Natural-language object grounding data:
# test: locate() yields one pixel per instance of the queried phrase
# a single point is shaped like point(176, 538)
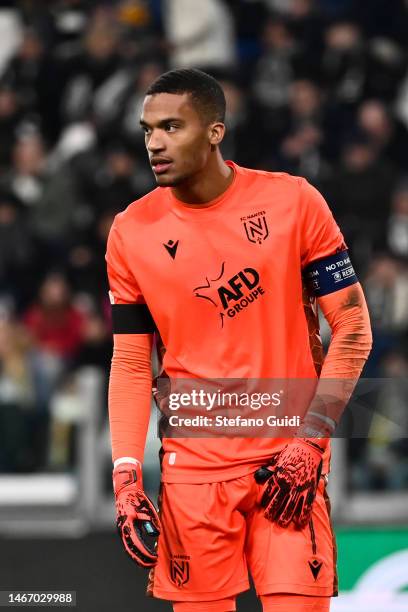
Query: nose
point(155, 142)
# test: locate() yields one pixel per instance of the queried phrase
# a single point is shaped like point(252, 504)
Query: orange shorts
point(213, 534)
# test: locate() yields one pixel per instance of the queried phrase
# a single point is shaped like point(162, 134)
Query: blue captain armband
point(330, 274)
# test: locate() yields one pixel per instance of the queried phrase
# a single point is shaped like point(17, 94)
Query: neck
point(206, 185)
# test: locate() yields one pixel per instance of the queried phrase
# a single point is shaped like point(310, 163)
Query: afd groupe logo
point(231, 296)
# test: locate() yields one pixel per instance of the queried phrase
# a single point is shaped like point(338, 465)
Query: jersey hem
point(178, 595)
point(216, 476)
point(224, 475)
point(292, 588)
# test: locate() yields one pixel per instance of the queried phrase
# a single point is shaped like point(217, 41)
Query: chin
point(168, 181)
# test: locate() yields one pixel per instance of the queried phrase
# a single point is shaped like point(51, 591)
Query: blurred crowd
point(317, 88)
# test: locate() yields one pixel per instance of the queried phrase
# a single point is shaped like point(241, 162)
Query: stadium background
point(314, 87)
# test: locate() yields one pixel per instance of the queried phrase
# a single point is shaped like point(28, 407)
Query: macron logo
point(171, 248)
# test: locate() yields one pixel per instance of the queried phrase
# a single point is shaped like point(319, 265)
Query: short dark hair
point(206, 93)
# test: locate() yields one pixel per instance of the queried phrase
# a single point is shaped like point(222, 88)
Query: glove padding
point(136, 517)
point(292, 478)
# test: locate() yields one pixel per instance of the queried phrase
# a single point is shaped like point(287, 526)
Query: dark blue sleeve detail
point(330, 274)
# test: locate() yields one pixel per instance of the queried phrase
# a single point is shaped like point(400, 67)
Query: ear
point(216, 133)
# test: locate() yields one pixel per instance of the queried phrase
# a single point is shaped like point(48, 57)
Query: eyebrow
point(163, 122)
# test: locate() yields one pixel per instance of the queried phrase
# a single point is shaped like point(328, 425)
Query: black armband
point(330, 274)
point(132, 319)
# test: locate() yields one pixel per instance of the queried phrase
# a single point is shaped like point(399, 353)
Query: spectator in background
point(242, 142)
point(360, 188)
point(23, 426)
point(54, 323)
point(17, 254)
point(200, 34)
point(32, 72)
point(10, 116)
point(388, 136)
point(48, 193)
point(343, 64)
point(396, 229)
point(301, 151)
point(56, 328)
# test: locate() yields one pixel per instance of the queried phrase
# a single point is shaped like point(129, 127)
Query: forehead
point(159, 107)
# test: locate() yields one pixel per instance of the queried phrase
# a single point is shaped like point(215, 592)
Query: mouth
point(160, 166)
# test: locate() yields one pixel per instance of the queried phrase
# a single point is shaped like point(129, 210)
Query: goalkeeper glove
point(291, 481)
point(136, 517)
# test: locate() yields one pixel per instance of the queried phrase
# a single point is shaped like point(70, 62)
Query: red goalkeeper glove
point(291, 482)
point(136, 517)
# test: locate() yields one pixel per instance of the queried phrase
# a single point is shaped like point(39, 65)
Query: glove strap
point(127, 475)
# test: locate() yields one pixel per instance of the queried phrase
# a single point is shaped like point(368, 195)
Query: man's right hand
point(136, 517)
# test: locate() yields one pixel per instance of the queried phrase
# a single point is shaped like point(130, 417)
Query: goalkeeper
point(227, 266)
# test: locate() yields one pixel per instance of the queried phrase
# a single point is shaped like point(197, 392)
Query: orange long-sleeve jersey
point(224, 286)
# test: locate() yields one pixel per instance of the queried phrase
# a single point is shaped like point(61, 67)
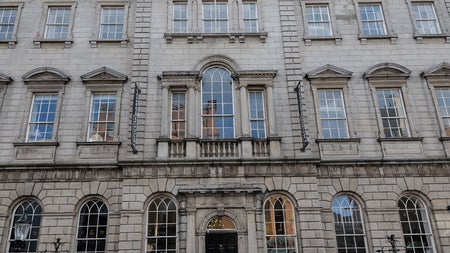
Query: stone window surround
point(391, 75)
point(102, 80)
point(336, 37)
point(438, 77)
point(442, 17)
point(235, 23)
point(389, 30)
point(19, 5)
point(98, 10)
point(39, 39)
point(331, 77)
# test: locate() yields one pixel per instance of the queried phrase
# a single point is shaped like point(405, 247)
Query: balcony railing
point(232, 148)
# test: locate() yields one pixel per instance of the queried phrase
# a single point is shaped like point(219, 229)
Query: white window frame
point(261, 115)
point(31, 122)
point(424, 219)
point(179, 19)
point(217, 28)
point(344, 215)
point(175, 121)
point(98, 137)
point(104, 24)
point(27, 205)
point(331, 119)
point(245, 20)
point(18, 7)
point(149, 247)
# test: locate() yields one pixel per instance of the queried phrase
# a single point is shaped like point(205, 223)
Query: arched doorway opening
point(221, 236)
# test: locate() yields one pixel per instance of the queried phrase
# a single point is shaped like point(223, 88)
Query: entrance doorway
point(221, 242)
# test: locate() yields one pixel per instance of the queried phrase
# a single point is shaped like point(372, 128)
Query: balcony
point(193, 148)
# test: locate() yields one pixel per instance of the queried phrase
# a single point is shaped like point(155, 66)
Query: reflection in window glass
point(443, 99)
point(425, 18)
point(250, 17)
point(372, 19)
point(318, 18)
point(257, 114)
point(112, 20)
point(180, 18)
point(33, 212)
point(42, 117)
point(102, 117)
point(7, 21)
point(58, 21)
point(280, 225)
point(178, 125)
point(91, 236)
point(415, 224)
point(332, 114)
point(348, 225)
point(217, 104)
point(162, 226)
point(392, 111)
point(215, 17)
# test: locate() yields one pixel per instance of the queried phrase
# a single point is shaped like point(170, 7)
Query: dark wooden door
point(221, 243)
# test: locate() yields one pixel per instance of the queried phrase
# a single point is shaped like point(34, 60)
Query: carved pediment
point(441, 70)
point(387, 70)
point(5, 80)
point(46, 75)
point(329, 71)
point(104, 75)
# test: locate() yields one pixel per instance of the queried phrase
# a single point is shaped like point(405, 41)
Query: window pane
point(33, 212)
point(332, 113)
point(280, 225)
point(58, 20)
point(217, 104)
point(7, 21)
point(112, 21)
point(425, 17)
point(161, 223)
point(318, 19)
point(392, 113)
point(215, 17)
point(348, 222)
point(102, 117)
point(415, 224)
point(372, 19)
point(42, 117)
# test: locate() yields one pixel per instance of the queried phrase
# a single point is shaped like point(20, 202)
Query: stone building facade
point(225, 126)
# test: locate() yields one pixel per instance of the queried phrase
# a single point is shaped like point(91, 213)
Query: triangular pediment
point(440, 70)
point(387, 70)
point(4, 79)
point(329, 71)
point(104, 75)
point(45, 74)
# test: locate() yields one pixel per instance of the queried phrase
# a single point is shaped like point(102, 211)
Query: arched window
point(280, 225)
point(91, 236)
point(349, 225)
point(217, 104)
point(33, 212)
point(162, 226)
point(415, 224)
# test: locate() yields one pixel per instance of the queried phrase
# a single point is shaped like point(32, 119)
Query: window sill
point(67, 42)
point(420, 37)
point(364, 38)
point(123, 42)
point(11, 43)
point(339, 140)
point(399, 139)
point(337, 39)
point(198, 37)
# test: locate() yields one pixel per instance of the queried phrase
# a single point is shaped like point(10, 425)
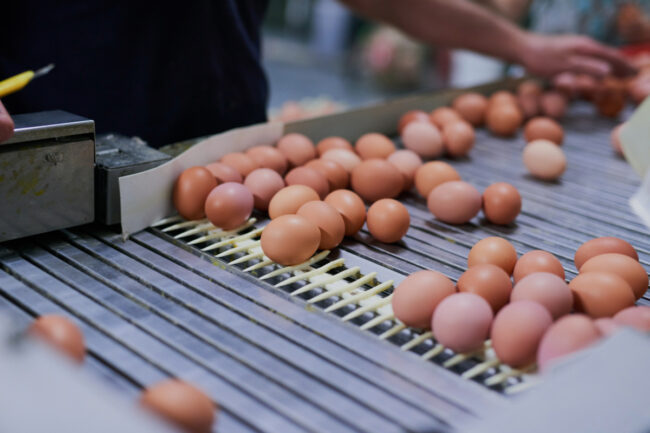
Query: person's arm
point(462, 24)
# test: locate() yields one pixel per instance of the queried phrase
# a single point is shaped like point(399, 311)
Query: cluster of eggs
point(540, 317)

Aim of the task — What you give back must be the data above, reproduced exactly and free of pictures.

Your response —
# test: locate() yields one pixel per instance of the queried phrase
# a single point is shaped like point(176, 538)
Query: nose
point(155, 142)
# test: locate() yields one pixel per instance of the queried phrase
# a single point is shaped like point(252, 504)
Query: orange shorts
point(213, 534)
# test: locate() yields one pixel per instance of the queried phrase
# a single point is shaped like point(162, 134)
Query: blue captain armband
point(330, 274)
# test: locate() yields one pixel per instance of the queried phrase
# a single point is shaped like point(17, 94)
Query: neck
point(206, 185)
# test: locate() yields one pixel per instance of the queried phrase
# a single point is shaped like point(310, 163)
Query: afd groupe logo
point(231, 296)
# test: locate() yields one pixel per instance of the queried phrase
# a single point is shaped like point(338, 465)
Query: jersey hem
point(178, 595)
point(216, 476)
point(224, 475)
point(292, 588)
# test: locate() yields one pixel per instance of the queried phrase
# a single point is shaped like point(217, 41)
Query: chin
point(168, 181)
# test: locate() yields one pixel per instance of the queried phrase
# a single point is shaped like point(51, 591)
Query: blurred crowd
point(317, 88)
# test: locate() yields one pixel per instance of the queried phrase
# a single point is shaped like point(241, 162)
Query: stadium background
point(314, 87)
# test: locate() yields one pixel per instance of the queried phrase
# a single point is shaped like point(28, 407)
Query: macron logo
point(171, 248)
# test: locate() yields one pixel per instance of the queried phrase
# a single point is shaped like point(319, 265)
Query: short dark hair
point(206, 93)
# test: locate() yields one pixel per instance of the queried phrase
# a single point is shaped like point(222, 88)
Query: glove padding
point(136, 517)
point(292, 478)
# test: locate() yields one pixel per instance of the queried phrase
# a single point is shaped like point(287, 526)
Query: dark blue sleeve detail
point(330, 274)
# test: locate() yields one pixel per instance of the queried phrase
# a single point is shaped like point(400, 67)
Query: ear
point(216, 133)
# test: locate() yields one pixel per instance of the queried phrase
# a single point is shaped like point(48, 57)
Query: eyebrow
point(163, 122)
# test: locate() yields one pixel per instance of the queried phrase
# a single point is shaped like point(328, 425)
Query: black armband
point(330, 274)
point(132, 319)
# test: locate() yields one pixel per instance of the queried phrase
# a single point is shaped like point(399, 353)
Query: spectator in background
point(242, 142)
point(360, 188)
point(23, 426)
point(54, 323)
point(17, 254)
point(200, 34)
point(32, 72)
point(10, 116)
point(388, 136)
point(48, 193)
point(343, 64)
point(396, 229)
point(301, 151)
point(56, 328)
# test: locate() yields one pixel per instance of the queried phrase
# a single point is shaped like point(129, 127)
Query: forehead
point(159, 107)
# test: locate() yields one pixel per instance of the queried phrase
# a single point is shaped like point(215, 592)
Query: mouth
point(160, 166)
# test: locate() yields one pixel per instance of the queried phrase
# a single point is shaped like point(129, 210)
Query: goalkeeper glove
point(291, 481)
point(136, 517)
# test: locate() yields one pixel per instance of the queried phrase
# a single point is shaped like point(70, 62)
Query: red goalkeeper glove
point(291, 482)
point(136, 517)
# test: locate() yields one pixel per instance of the queried phrase
# a single point is shaped like point(39, 65)
Query: glove strap
point(127, 475)
# test: locate() yields one pixel per instance of the queried phrase
# a single point is shaped like point(368, 195)
Query: man's right hand
point(136, 517)
# test: locate() yields one pixel per instance of the queried phrase
# a single point is shaped like point(130, 417)
Query: goalkeeper
point(227, 266)
# test: locate() yields one pixel per instance of the queried phrase
# a single point is shaped like point(197, 392)
Query: orange long-sleeve jersey
point(224, 286)
# test: locate() yields one pixel per instance of the queried phrase
# a single point is shaped like point(61, 67)
Query: stone window surround
point(391, 75)
point(102, 80)
point(336, 37)
point(438, 77)
point(442, 17)
point(235, 23)
point(389, 30)
point(19, 5)
point(98, 10)
point(39, 39)
point(331, 77)
# test: locate() yields one pixel per instance of the queried phrase
# a single point is shaped like point(405, 247)
Query: balcony railing
point(232, 148)
# test: locate() yields one pixel per instance of the queried phrase
# a single point is shaped like point(219, 229)
Query: white window frame
point(261, 115)
point(31, 122)
point(424, 219)
point(179, 19)
point(217, 28)
point(344, 215)
point(175, 121)
point(98, 137)
point(104, 24)
point(27, 205)
point(331, 119)
point(245, 20)
point(18, 7)
point(149, 247)
# test: locate() yields one pixel per instance of the queried phrase
# a single point is shaped like point(205, 223)
Query: arched doorway opening
point(221, 236)
# test: locate() yields one pixel per instance of the queried phrase
# a single point is shaped like point(223, 88)
Query: entrance doorway
point(221, 242)
# test: locate() yields one pixel per instance of the queried phrase
# a single point is shaped like point(372, 128)
Query: balcony
point(193, 148)
# test: locate() yields one pixel per instance of the queried phrase
# a single point is shaped like point(155, 66)
Query: reflection in window glass
point(443, 99)
point(425, 18)
point(250, 17)
point(372, 19)
point(318, 18)
point(257, 114)
point(112, 20)
point(180, 18)
point(33, 212)
point(42, 117)
point(102, 117)
point(7, 21)
point(58, 21)
point(280, 225)
point(178, 125)
point(91, 236)
point(415, 224)
point(332, 114)
point(348, 225)
point(217, 104)
point(162, 226)
point(392, 111)
point(215, 17)
# test: locate() yields one pixel per instance of the queried phrase
# a single point is shaped like point(170, 7)
Query: dark wooden door
point(221, 243)
# test: locate() yields one pixel per instance of the queried phrase
# a single point is shaped like point(34, 60)
Query: carved pediment
point(441, 70)
point(387, 70)
point(5, 80)
point(46, 75)
point(329, 71)
point(104, 75)
# test: locate() yields one pixel per instance of the queried phrase
# a single point is shaped like point(405, 41)
Query: window pane
point(33, 212)
point(332, 113)
point(280, 225)
point(58, 20)
point(217, 104)
point(7, 21)
point(112, 21)
point(425, 17)
point(161, 223)
point(318, 19)
point(392, 113)
point(215, 17)
point(348, 222)
point(102, 117)
point(415, 224)
point(372, 19)
point(42, 117)
# test: locate() yields one pixel per instance of the queried phrase
# a single point is shaped like point(20, 202)
Query: stone building facade
point(225, 126)
# test: locate() yields one pixel per instance of the queried phrase
# a single point is shaped like point(91, 213)
Query: triangular pediment
point(440, 70)
point(387, 70)
point(4, 79)
point(329, 71)
point(104, 75)
point(45, 74)
# test: locate() yields one pixel per instance of the queried phrase
# a single point is shaped like point(102, 211)
Query: arched window
point(280, 225)
point(91, 236)
point(349, 225)
point(217, 104)
point(33, 212)
point(162, 226)
point(415, 224)
# test: locate() yields one pixel per instance of the queried phrase
# a single point is shaped like point(32, 119)
Query: window sill
point(67, 42)
point(420, 37)
point(364, 38)
point(123, 42)
point(11, 43)
point(339, 140)
point(399, 139)
point(337, 39)
point(198, 37)
# test: locate() yields one pixel per instance of the queried phrase
# a single point is shaped like point(10, 425)
Query: person's arm
point(462, 24)
# test: locate() yields one pixel per instance of the queried phrase
# a single point is shaped like point(399, 311)
Query: cluster of eggs
point(540, 317)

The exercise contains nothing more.